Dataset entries
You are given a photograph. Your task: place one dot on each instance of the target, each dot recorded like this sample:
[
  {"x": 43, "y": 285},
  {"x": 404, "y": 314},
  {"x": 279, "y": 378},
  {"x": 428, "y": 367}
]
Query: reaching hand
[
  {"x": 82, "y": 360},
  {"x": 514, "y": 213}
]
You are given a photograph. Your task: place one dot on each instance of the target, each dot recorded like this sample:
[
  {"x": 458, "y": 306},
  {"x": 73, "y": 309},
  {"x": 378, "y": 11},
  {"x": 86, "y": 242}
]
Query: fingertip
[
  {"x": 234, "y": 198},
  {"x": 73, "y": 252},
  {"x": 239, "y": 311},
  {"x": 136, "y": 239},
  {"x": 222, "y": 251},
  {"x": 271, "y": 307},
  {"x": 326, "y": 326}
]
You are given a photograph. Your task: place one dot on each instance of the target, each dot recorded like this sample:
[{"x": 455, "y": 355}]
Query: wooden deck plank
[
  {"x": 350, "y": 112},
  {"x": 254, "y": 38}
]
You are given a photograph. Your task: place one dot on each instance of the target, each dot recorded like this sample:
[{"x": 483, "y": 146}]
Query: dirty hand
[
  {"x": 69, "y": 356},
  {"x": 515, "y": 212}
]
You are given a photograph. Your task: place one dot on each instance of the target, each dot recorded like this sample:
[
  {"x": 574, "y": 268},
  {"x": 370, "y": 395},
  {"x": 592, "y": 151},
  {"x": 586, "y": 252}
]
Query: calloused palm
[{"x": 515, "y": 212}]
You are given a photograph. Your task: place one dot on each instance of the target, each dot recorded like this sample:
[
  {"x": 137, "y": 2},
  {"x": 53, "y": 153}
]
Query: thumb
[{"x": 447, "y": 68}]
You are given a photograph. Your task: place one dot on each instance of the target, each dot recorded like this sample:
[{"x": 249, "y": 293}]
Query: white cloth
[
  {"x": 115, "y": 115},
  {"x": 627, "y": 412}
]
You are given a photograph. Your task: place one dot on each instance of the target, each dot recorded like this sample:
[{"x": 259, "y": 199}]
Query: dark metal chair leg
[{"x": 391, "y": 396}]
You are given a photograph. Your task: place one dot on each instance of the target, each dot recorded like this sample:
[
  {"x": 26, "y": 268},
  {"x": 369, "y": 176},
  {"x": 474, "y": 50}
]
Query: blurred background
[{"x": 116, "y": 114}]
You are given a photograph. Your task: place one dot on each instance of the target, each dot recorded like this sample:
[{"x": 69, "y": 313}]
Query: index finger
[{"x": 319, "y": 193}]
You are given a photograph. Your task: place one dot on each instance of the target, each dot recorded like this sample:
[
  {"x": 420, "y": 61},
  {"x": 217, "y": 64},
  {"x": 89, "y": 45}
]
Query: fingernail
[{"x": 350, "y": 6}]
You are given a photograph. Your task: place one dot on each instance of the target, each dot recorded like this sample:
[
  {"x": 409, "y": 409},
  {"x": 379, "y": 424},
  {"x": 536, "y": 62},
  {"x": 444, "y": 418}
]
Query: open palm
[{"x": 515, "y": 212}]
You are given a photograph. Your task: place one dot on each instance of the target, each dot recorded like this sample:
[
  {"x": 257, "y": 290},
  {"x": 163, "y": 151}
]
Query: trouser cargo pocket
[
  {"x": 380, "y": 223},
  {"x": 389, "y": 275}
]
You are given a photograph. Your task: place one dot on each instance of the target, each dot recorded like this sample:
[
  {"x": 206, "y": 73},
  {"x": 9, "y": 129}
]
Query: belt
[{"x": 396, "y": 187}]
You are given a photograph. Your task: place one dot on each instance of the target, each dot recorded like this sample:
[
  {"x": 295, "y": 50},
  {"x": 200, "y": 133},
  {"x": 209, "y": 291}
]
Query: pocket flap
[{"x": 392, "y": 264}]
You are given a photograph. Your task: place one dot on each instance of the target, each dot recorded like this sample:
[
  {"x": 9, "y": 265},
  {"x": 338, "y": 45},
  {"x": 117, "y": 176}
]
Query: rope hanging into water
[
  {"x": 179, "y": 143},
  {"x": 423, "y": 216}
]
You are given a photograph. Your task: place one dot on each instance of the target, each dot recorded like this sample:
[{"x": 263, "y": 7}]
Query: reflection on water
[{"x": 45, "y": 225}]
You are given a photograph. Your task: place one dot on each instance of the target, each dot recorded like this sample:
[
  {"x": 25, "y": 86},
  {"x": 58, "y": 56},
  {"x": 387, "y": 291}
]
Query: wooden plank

== Required task ==
Repeat the material above exactly.

== Answer below ==
You are given a photograph. Your task: place one dot on each instance of the target, each dot recorded like this sample:
[
  {"x": 43, "y": 285},
  {"x": 404, "y": 314},
  {"x": 279, "y": 378},
  {"x": 428, "y": 367}
]
Query: reaching hand
[
  {"x": 82, "y": 360},
  {"x": 514, "y": 213}
]
You are given a photograph. Your task: place one dot on each instance of the target, each dot recorded like this sample:
[
  {"x": 458, "y": 306},
  {"x": 73, "y": 309},
  {"x": 378, "y": 11},
  {"x": 86, "y": 242}
]
Query: fingertip
[
  {"x": 234, "y": 198},
  {"x": 73, "y": 252},
  {"x": 239, "y": 311},
  {"x": 136, "y": 239},
  {"x": 222, "y": 251},
  {"x": 271, "y": 307},
  {"x": 326, "y": 326}
]
You are given a photograph. Your task: place one dot on each instance of the target, each dot recorded like this sample:
[{"x": 455, "y": 355}]
Query: wooden deck plank
[
  {"x": 350, "y": 112},
  {"x": 254, "y": 38}
]
You are given a photograph. Your task: place one dot on each instance of the target, each dot recorded like this sample:
[{"x": 483, "y": 146}]
Query: dirty hand
[
  {"x": 69, "y": 356},
  {"x": 515, "y": 212}
]
You are given a photograph. Your task: place one dot on each instance of the target, each dot recorded like this sample:
[
  {"x": 574, "y": 268},
  {"x": 370, "y": 395},
  {"x": 592, "y": 151},
  {"x": 586, "y": 252}
]
Query: calloused palm
[{"x": 515, "y": 212}]
You are given a photograph. Your task: place one dot on each instance of the target, each dot recorded like this sample:
[
  {"x": 137, "y": 2},
  {"x": 53, "y": 153}
]
Query: thumb
[{"x": 447, "y": 68}]
You are given a photograph. Your task: place one dot on each instance of the target, each dot recorded like this sample:
[{"x": 249, "y": 293}]
Query: white cloth
[
  {"x": 115, "y": 115},
  {"x": 627, "y": 412}
]
You are given a photograph. Your task: place one dot on each instance of the target, each dot recorded like this sample:
[{"x": 259, "y": 199}]
Query: dark metal chair leg
[{"x": 391, "y": 396}]
You are given a photograph. Your task: place one dot on each instance of the target, each dot recorded like this sample:
[
  {"x": 26, "y": 268},
  {"x": 369, "y": 176},
  {"x": 474, "y": 50}
]
Query: blurred background
[{"x": 116, "y": 114}]
You are given a photograph. Your task: place one dot on each instance of the target, each dot recorded like this sample:
[{"x": 69, "y": 313}]
Query: index finger
[{"x": 319, "y": 193}]
You are given a photograph. Your task: place one dot on each instance of the target, each dot recorded like this sample:
[
  {"x": 420, "y": 61},
  {"x": 217, "y": 64},
  {"x": 89, "y": 45}
]
Query: fingernail
[{"x": 350, "y": 6}]
You are given a photograph. Your task: place one dot on each instance of the target, each dot recorded like this sample:
[
  {"x": 409, "y": 409},
  {"x": 379, "y": 424},
  {"x": 536, "y": 62},
  {"x": 444, "y": 418}
]
Query: open palm
[{"x": 515, "y": 212}]
You are given a photograph. Your task: place one dot on each instance of the target, each dot recorded like this sample:
[
  {"x": 257, "y": 290},
  {"x": 163, "y": 151}
]
Query: trouser cargo pocket
[
  {"x": 380, "y": 223},
  {"x": 389, "y": 275}
]
You are given a photograph. Your task: place one dot on each instance of the target, each dot recorded like this sample:
[
  {"x": 206, "y": 73},
  {"x": 9, "y": 129}
]
Query: belt
[{"x": 396, "y": 187}]
You are given a photograph. Your task: place one dot on each instance of the target, each dot recorded like this sample:
[
  {"x": 295, "y": 50},
  {"x": 200, "y": 133},
  {"x": 209, "y": 291}
]
Query: pocket flap
[{"x": 392, "y": 264}]
You are given a photograph. Your task: place one dot on each instance of the target, each dot recorded like this sample:
[
  {"x": 9, "y": 265},
  {"x": 338, "y": 45},
  {"x": 117, "y": 176}
]
Query: rope hanging into water
[
  {"x": 179, "y": 143},
  {"x": 423, "y": 216}
]
You are given a photograph. Your task: place one dot on each instance of the target, each dot recorded like this sample:
[{"x": 263, "y": 7}]
Query: reflection on water
[{"x": 45, "y": 225}]
You are given a photograph. Your task: place one dot on each instance of the target, each dot recorded like this sample:
[
  {"x": 25, "y": 86},
  {"x": 58, "y": 56},
  {"x": 387, "y": 291}
]
Query: wooden plank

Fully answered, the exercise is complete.